_What this task involves:_
Repeat every item below line for line, changing nothing.
┄┄┄┄┄┄
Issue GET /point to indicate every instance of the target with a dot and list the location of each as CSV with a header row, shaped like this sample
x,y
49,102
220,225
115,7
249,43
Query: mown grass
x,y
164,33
┄┄┄┄┄┄
_Exercise response:_
Issue GET /point to indicate every instance of the target with a dot and list the location of each as CSV with a header row, shaped like this sample
x,y
49,102
220,225
115,7
249,43
Query: mown grass
x,y
164,33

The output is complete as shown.